[Source information]
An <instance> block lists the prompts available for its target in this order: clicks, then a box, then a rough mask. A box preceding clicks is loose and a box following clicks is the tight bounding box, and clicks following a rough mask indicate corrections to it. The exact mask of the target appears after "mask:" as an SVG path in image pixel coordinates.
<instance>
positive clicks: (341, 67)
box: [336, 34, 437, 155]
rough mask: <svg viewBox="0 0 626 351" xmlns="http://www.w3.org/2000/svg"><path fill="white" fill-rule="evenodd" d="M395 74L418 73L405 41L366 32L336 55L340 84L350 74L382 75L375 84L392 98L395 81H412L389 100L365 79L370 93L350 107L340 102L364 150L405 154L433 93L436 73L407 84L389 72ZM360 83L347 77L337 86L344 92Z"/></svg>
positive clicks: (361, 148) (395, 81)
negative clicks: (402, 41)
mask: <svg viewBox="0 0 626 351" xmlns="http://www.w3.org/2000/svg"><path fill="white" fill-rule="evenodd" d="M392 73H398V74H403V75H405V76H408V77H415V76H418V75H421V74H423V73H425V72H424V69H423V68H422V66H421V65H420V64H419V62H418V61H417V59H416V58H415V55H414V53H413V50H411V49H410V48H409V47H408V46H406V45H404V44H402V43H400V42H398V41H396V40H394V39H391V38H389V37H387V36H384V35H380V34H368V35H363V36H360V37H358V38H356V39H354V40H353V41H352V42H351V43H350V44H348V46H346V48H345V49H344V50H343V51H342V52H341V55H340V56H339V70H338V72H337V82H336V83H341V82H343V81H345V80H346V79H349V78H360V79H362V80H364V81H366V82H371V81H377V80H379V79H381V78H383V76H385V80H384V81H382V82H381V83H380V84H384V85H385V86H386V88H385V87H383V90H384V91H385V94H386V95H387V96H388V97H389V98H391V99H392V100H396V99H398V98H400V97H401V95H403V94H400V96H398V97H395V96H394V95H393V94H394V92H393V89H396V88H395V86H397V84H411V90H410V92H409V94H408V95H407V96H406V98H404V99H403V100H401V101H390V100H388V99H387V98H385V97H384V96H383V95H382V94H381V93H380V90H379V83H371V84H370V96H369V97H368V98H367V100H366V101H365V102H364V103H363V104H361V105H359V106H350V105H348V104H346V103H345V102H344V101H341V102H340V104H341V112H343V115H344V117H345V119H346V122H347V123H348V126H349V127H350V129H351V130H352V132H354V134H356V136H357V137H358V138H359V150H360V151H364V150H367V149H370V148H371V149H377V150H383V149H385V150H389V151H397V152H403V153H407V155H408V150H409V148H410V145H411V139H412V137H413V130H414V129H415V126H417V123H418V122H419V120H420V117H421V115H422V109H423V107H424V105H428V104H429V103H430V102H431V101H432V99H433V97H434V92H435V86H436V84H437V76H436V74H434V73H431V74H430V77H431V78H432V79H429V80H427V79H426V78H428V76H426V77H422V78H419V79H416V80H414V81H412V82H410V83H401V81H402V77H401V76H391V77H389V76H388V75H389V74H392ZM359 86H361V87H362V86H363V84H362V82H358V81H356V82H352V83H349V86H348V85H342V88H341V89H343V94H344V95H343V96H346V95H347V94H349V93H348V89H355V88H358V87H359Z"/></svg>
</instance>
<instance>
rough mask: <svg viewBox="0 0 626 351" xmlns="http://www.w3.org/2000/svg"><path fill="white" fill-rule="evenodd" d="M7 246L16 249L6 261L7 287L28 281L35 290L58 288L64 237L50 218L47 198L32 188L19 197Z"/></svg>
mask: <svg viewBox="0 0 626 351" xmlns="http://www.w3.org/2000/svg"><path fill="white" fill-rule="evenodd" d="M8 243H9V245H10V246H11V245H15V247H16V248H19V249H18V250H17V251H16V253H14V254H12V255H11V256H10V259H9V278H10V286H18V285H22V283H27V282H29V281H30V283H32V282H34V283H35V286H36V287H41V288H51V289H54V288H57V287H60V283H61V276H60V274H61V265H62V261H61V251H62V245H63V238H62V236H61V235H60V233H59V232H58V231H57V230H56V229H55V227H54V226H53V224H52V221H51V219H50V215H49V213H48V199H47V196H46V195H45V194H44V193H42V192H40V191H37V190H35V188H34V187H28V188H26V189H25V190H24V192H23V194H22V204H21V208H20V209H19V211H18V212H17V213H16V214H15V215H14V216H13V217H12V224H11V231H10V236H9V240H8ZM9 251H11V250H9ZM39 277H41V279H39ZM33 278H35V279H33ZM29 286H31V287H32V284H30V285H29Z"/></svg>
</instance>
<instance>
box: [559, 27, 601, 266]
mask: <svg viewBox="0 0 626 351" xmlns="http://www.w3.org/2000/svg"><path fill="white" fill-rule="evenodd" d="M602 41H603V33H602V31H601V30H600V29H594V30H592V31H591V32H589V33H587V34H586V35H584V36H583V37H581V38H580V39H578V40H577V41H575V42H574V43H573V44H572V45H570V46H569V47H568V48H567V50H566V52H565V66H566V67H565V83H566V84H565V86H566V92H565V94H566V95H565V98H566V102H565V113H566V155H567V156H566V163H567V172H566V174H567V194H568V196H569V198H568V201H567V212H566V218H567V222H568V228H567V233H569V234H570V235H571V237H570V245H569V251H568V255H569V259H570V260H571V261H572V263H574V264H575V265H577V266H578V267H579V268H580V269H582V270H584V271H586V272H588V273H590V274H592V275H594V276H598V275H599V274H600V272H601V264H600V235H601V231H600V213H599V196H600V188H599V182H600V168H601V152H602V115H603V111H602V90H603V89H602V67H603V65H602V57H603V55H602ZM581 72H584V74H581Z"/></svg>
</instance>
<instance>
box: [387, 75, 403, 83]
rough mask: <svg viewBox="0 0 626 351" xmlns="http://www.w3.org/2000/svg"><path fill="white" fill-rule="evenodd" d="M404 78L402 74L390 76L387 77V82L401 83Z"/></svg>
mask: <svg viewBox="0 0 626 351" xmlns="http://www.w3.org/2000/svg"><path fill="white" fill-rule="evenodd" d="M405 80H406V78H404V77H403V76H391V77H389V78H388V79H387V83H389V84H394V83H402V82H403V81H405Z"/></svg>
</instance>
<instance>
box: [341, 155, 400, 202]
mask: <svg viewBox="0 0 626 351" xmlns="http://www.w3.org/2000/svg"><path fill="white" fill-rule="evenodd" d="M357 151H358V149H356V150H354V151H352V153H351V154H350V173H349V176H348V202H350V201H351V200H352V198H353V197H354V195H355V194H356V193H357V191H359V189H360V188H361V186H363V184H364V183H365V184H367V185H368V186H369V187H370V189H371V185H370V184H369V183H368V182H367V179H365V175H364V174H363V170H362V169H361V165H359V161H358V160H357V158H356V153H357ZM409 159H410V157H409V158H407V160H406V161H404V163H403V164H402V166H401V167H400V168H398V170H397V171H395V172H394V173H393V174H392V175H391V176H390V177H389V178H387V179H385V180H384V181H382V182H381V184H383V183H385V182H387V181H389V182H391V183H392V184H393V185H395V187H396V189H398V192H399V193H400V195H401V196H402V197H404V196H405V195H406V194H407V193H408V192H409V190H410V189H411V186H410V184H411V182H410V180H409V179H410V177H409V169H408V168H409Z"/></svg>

[Problem description] Looking through the data above, copy out each line in which the string "positive" occurs.

[Response to the task]
positive clicks: (341, 67)
positive clicks: (361, 148) (395, 81)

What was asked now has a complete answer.